### Stated task
What follows is a set of records, each of which is to be written out exactly.

### Material for the task
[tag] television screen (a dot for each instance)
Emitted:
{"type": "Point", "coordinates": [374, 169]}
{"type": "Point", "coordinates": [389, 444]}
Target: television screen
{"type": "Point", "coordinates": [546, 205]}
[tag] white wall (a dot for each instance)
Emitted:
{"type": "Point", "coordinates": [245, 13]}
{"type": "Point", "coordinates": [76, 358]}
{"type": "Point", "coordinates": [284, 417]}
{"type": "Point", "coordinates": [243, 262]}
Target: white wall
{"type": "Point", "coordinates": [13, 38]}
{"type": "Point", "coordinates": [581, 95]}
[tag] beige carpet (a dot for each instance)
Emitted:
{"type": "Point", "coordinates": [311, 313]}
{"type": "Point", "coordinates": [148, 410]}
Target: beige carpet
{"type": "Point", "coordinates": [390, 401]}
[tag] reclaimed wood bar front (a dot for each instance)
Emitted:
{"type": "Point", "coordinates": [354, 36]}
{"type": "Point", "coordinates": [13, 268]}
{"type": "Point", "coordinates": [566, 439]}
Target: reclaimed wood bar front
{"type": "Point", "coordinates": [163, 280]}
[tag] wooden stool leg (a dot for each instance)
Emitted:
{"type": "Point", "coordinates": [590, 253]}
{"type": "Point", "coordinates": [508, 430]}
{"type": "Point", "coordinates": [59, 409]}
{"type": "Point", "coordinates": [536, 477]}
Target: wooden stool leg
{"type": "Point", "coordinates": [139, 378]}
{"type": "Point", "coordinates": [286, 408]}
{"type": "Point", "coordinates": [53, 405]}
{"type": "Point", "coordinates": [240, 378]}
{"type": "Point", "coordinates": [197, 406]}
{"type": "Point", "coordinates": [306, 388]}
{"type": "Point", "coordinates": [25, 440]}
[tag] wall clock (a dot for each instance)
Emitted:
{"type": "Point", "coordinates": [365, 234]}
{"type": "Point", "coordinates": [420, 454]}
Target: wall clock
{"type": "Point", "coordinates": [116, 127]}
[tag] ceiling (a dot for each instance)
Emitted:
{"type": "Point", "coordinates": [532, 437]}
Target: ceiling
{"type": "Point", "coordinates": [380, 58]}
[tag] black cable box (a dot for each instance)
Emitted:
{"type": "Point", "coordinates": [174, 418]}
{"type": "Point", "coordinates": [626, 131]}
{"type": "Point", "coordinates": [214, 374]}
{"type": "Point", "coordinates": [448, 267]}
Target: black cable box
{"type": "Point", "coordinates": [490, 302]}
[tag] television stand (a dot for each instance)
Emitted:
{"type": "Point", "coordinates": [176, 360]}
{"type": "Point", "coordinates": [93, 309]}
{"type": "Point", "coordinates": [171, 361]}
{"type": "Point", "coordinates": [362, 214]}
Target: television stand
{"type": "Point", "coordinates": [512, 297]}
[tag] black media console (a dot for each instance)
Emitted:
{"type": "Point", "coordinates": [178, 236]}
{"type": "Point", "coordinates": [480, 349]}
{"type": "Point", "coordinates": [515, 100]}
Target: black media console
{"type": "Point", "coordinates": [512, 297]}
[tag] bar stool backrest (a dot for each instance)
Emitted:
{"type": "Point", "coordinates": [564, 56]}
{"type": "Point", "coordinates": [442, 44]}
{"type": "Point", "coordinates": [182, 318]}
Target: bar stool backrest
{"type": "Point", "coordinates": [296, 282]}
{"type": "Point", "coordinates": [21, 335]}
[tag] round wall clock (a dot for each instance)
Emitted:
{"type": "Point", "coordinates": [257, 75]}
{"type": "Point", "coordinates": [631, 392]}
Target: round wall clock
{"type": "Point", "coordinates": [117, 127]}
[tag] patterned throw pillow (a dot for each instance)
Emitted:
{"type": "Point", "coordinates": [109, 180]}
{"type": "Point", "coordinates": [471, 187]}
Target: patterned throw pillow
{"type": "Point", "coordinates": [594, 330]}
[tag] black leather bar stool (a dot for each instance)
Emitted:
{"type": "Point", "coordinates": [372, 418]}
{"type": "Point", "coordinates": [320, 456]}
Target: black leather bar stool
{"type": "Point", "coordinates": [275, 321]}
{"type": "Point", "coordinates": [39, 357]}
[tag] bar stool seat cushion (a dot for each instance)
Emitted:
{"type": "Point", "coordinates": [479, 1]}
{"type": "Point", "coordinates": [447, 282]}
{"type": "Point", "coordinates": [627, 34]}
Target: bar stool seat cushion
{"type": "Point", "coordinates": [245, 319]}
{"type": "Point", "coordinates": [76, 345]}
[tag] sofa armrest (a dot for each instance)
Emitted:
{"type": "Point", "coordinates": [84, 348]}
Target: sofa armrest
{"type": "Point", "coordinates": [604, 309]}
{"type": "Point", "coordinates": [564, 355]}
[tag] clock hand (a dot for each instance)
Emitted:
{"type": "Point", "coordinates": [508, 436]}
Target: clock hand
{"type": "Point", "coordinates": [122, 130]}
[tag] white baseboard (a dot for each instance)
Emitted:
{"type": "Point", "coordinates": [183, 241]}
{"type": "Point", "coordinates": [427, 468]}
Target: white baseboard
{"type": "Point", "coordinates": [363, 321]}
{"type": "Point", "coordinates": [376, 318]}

### Response below
[tag] television screen (a dot for each instance)
Emitted:
{"type": "Point", "coordinates": [374, 169]}
{"type": "Point", "coordinates": [389, 444]}
Target: television screen
{"type": "Point", "coordinates": [546, 205]}
[tag] white wall (a dot for each instance)
Emitted:
{"type": "Point", "coordinates": [245, 13]}
{"type": "Point", "coordinates": [76, 358]}
{"type": "Point", "coordinates": [284, 417]}
{"type": "Point", "coordinates": [243, 262]}
Target: white wall
{"type": "Point", "coordinates": [13, 38]}
{"type": "Point", "coordinates": [581, 95]}
[tag] beige carpet (a dot for each instance)
Emitted:
{"type": "Point", "coordinates": [311, 313]}
{"type": "Point", "coordinates": [148, 410]}
Target: beige carpet
{"type": "Point", "coordinates": [390, 401]}
[tag] reclaimed wood bar front (a dot for each instance)
Emitted:
{"type": "Point", "coordinates": [354, 36]}
{"type": "Point", "coordinates": [13, 268]}
{"type": "Point", "coordinates": [566, 439]}
Target: reclaimed wood bar front
{"type": "Point", "coordinates": [163, 280]}
[tag] wooden stool leg (a dot for each instance)
Emitted:
{"type": "Point", "coordinates": [590, 253]}
{"type": "Point", "coordinates": [508, 430]}
{"type": "Point", "coordinates": [59, 409]}
{"type": "Point", "coordinates": [536, 477]}
Target: wooden stool leg
{"type": "Point", "coordinates": [139, 378]}
{"type": "Point", "coordinates": [286, 408]}
{"type": "Point", "coordinates": [53, 405]}
{"type": "Point", "coordinates": [240, 378]}
{"type": "Point", "coordinates": [197, 406]}
{"type": "Point", "coordinates": [306, 388]}
{"type": "Point", "coordinates": [25, 440]}
[tag] wall clock (a dot for each instance)
Emitted:
{"type": "Point", "coordinates": [365, 234]}
{"type": "Point", "coordinates": [420, 454]}
Target: wall clock
{"type": "Point", "coordinates": [116, 127]}
[tag] ceiling (a dot for each instance)
Emitted:
{"type": "Point", "coordinates": [532, 437]}
Target: ceiling
{"type": "Point", "coordinates": [380, 58]}
[tag] black cable box (a dot for each instance)
Emitted:
{"type": "Point", "coordinates": [174, 418]}
{"type": "Point", "coordinates": [626, 131]}
{"type": "Point", "coordinates": [214, 374]}
{"type": "Point", "coordinates": [448, 267]}
Target: black cable box
{"type": "Point", "coordinates": [490, 302]}
[tag] television stand (a dot for each instance)
Emitted:
{"type": "Point", "coordinates": [176, 360]}
{"type": "Point", "coordinates": [93, 309]}
{"type": "Point", "coordinates": [171, 361]}
{"type": "Point", "coordinates": [362, 214]}
Target: television stand
{"type": "Point", "coordinates": [512, 297]}
[tag] black media console (a dot for each instance)
Emitted:
{"type": "Point", "coordinates": [178, 236]}
{"type": "Point", "coordinates": [480, 349]}
{"type": "Point", "coordinates": [515, 100]}
Target: black media console
{"type": "Point", "coordinates": [512, 297]}
[tag] bar stool backrest (a dot for each instance)
Emitted:
{"type": "Point", "coordinates": [564, 56]}
{"type": "Point", "coordinates": [442, 44]}
{"type": "Point", "coordinates": [182, 318]}
Target: bar stool backrest
{"type": "Point", "coordinates": [296, 282]}
{"type": "Point", "coordinates": [21, 335]}
[tag] round wall clock (a dot for each instance)
Emitted:
{"type": "Point", "coordinates": [257, 75]}
{"type": "Point", "coordinates": [631, 392]}
Target: round wall clock
{"type": "Point", "coordinates": [117, 127]}
[tag] patterned throw pillow (a dot for each instance)
Emitted:
{"type": "Point", "coordinates": [109, 180]}
{"type": "Point", "coordinates": [471, 187]}
Target: patterned throw pillow
{"type": "Point", "coordinates": [594, 330]}
[tag] black leather bar stool (a dot for each instance)
Emitted:
{"type": "Point", "coordinates": [372, 418]}
{"type": "Point", "coordinates": [320, 456]}
Target: black leather bar stool
{"type": "Point", "coordinates": [275, 321]}
{"type": "Point", "coordinates": [39, 357]}
[tag] bar stool seat cushion (a dot for each instance)
Emitted:
{"type": "Point", "coordinates": [479, 1]}
{"type": "Point", "coordinates": [447, 282]}
{"type": "Point", "coordinates": [627, 34]}
Target: bar stool seat cushion
{"type": "Point", "coordinates": [245, 319]}
{"type": "Point", "coordinates": [76, 345]}
[tag] sofa armrest (a dot for each instance)
Emitted:
{"type": "Point", "coordinates": [84, 348]}
Target: sofa armrest
{"type": "Point", "coordinates": [604, 309]}
{"type": "Point", "coordinates": [564, 355]}
[tag] clock hand (a dot for each instance)
Emitted:
{"type": "Point", "coordinates": [508, 436]}
Target: clock hand
{"type": "Point", "coordinates": [122, 130]}
[tag] white baseboard (a dot for each instance)
Emitted:
{"type": "Point", "coordinates": [183, 241]}
{"type": "Point", "coordinates": [427, 468]}
Target: white baseboard
{"type": "Point", "coordinates": [363, 321]}
{"type": "Point", "coordinates": [376, 318]}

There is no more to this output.